===== Data supplied
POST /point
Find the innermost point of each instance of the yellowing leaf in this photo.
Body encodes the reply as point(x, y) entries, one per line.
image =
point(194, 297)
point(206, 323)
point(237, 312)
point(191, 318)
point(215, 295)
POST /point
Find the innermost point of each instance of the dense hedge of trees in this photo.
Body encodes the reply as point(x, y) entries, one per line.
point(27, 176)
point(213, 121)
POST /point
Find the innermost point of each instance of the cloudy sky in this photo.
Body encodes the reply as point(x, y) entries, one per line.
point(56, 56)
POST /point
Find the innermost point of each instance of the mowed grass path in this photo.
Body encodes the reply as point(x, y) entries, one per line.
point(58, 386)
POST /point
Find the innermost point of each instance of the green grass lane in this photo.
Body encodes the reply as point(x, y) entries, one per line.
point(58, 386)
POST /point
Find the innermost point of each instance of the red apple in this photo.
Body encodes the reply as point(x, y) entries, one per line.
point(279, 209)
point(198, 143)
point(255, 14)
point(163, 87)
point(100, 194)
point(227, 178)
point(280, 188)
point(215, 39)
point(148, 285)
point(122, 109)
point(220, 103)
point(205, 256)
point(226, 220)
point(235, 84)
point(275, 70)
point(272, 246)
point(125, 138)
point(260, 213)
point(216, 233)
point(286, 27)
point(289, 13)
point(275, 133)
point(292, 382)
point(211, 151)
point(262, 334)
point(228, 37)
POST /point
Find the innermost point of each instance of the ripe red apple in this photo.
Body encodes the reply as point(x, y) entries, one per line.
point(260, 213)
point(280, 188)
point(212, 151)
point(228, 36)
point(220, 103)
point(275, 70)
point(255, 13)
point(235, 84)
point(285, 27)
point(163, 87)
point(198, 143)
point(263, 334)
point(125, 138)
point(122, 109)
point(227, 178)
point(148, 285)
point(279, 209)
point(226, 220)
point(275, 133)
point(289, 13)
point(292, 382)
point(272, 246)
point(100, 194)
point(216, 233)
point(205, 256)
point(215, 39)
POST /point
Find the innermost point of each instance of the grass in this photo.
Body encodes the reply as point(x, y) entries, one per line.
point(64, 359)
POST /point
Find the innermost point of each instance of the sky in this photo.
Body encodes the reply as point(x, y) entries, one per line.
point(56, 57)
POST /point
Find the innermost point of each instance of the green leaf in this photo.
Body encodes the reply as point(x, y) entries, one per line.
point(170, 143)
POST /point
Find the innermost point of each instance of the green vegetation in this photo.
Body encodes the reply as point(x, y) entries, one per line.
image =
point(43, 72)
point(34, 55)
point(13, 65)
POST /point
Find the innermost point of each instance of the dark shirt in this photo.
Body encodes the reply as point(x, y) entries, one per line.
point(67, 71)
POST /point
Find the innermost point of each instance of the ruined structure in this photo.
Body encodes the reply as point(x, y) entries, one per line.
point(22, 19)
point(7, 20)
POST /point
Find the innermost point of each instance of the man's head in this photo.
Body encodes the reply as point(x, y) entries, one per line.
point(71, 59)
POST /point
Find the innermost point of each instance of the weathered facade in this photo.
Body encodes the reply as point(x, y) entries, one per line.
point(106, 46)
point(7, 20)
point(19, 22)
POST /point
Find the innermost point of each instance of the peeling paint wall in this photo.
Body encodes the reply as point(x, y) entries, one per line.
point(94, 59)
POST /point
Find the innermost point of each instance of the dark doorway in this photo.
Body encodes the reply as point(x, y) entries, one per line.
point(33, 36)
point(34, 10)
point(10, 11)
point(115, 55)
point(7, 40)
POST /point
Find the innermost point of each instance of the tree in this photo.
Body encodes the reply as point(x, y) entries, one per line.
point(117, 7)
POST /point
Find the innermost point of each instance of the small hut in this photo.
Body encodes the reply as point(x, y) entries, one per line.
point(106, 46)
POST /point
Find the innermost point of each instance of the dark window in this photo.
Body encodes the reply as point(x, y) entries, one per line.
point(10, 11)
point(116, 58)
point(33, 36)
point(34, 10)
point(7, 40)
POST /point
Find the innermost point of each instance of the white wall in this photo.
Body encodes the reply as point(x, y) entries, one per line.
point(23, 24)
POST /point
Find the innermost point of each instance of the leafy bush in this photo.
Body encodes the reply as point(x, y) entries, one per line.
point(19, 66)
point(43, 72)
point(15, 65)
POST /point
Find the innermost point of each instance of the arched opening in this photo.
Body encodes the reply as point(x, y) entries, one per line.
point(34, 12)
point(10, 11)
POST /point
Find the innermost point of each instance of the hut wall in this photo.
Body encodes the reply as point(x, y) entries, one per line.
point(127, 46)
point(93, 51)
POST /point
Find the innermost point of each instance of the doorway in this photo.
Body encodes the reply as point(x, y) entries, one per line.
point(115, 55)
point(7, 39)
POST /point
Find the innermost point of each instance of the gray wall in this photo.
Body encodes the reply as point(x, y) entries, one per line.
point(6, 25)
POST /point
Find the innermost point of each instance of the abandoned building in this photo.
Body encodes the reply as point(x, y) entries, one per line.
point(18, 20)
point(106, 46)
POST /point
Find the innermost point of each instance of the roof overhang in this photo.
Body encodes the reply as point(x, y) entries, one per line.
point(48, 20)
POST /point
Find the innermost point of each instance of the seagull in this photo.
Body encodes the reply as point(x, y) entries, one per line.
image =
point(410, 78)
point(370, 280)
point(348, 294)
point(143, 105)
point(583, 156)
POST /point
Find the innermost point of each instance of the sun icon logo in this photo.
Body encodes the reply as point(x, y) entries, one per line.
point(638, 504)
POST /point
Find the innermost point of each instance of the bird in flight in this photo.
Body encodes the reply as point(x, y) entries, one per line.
==========
» **Activity**
Reproduce the records above in full and with exact wording.

» **Output of the exercise**
POST /point
Find the innermost point of each instance of the yellowing leaf in this photo.
Body encodes the reply as point(x, y) entries, one per line.
image =
point(194, 297)
point(206, 323)
point(237, 312)
point(191, 318)
point(215, 295)
POST /point
Find the innermost point of each instance of the dense hedge of trees in this photo.
Body encodes the reply as point(x, y) entries, one per line.
point(27, 176)
point(213, 121)
POST /point
Find the innermost point of each instance of the cloudy sky in this photo.
Body encodes the reply as point(x, y) entries, one per line.
point(56, 56)
POST /point
Find the innermost point of each instance of the mowed grass path in this photo.
Body encodes the reply as point(x, y) entries, one per line.
point(58, 386)
POST /point
Find the innermost point of each instance of the green grass lane in this photo.
Body encodes the reply as point(x, y) entries, one per line.
point(58, 386)
POST /point
Find the innermost point of each instance of the red apple in this photo.
Body encodes the reply as point(x, y) entries, one per line.
point(279, 209)
point(198, 143)
point(255, 14)
point(163, 87)
point(100, 194)
point(227, 178)
point(280, 188)
point(215, 39)
point(148, 285)
point(122, 109)
point(220, 103)
point(205, 256)
point(226, 220)
point(235, 84)
point(275, 70)
point(272, 246)
point(125, 138)
point(260, 213)
point(216, 233)
point(286, 27)
point(289, 13)
point(275, 133)
point(292, 382)
point(211, 151)
point(262, 334)
point(228, 37)
POST /point
Find the innermost point of each instance of the ripe red apple in this photo.
Body encodes the reply as point(x, y) entries, one per line.
point(260, 213)
point(280, 188)
point(212, 151)
point(228, 36)
point(220, 103)
point(275, 70)
point(255, 13)
point(235, 84)
point(285, 27)
point(163, 87)
point(198, 143)
point(263, 334)
point(125, 138)
point(122, 109)
point(227, 178)
point(148, 285)
point(279, 209)
point(226, 220)
point(275, 133)
point(289, 13)
point(292, 382)
point(272, 246)
point(100, 194)
point(216, 233)
point(205, 256)
point(215, 39)
POST /point
Find the innermost point of each instance of the grass in this photo.
Body encodes the reply as point(x, y) entries, one per line.
point(64, 359)
POST /point
Find the innermost point of each instance of the sky in this photo.
Body encodes the reply as point(x, y) entries, one per line.
point(56, 57)
POST /point
Find the innermost point of each instance of the green leaf in this photo.
Body encodes the reply as point(x, y) entries, one per line.
point(170, 143)
POST /point
Find the innermost point of each instance of the green vegetation in this photo.
Body encodes the reply as point(x, y) entries, one per line.
image =
point(43, 72)
point(34, 55)
point(13, 65)
POST /point
Find the innermost point of each instance of the dark shirt in this photo.
Body encodes the reply as point(x, y) entries, one per line.
point(67, 71)
POST /point
Find the innermost point of each instance of the ruined structure in this photo.
Body encodes the reply as point(x, y) entries, one per line.
point(22, 19)
point(7, 20)
POST /point
Find the innermost point of each instance of the man's head in this photo.
Body encodes the reply as point(x, y) entries, one per line.
point(71, 59)
POST /point
Find the innermost point of each instance of the weathered facade in this photo.
Body encodes the reply as point(x, y) entries, one per line.
point(106, 46)
point(7, 20)
point(19, 22)
POST /point
Find the innermost point of each instance of the peeling paint wall in this photo.
Body encodes the reply as point(x, y) entries, one per line.
point(94, 59)
POST /point
Find the innermost point of each instance of the dark doorway in this photo.
Body encodes the reply as point(x, y) entries, one per line.
point(33, 36)
point(34, 10)
point(10, 11)
point(115, 55)
point(7, 40)
POST /point
Find the innermost point of each instance of the tree in this photo.
Body encodes the reply as point(x, y) entries, one per line.
point(117, 7)
POST /point
Find the innermost point of each instance of the small hut in this photo.
Body encodes the reply as point(x, y) entries, one per line.
point(106, 46)
POST /point
Find the innermost point of each instance of the dark window in this photo.
Body encodes the reply as point(x, y) entries, one per line.
point(10, 11)
point(116, 58)
point(33, 36)
point(34, 10)
point(7, 40)
POST /point
Find the innermost point of each instance of the white wall in this photo.
Body encodes the reply as point(x, y) entries, one per line.
point(23, 24)
POST /point
Find the innermost point of each instance of the leafy bush in this photo.
Body encodes the reply as point(x, y) entries, one per line.
point(19, 66)
point(43, 72)
point(15, 65)
POST /point
Find the innermost point of each instance of the arched opening in this photo.
Body encodes the reply as point(x, y) entries, one per line.
point(34, 12)
point(10, 11)
POST /point
Find the innermost point of each instance of the hut wall in this photo.
Body encodes the reply as point(x, y) entries, one per line.
point(127, 46)
point(93, 51)
POST /point
Find the innermost point of each instance of the doorway in this photo.
Body encodes the reply as point(x, y) entries, one per line.
point(115, 55)
point(7, 39)
POST /point
Find the innermost point of each instance of the gray wall in this photo.
Body encodes the reply as point(x, y) entries, one per line.
point(6, 25)
POST /point
Find the innermost point of each instance of the abandoned building in this photo.
Body encodes the reply as point(x, y) entries, one per line.
point(18, 20)
point(106, 46)
POST /point
Find the innermost point of each instance of the roof overhang in this photo.
Body encodes the reply as point(x, y) entries, one per line.
point(48, 20)
POST /point
Find the innermost point of each instance of the seagull in this photo.
Body encodes the reply as point(x, y) entries, one per line.
image =
point(410, 78)
point(370, 280)
point(348, 294)
point(143, 105)
point(583, 156)
POST /point
Find the innermost point of each instance of the sun icon logo in this photo.
Body encodes the reply as point(x, y) entries, one per line.
point(638, 504)
POST /point
Find the innermost point of each instance of the bird in flight in this photo.
Body encodes the reply as point(x, y) entries, one per line.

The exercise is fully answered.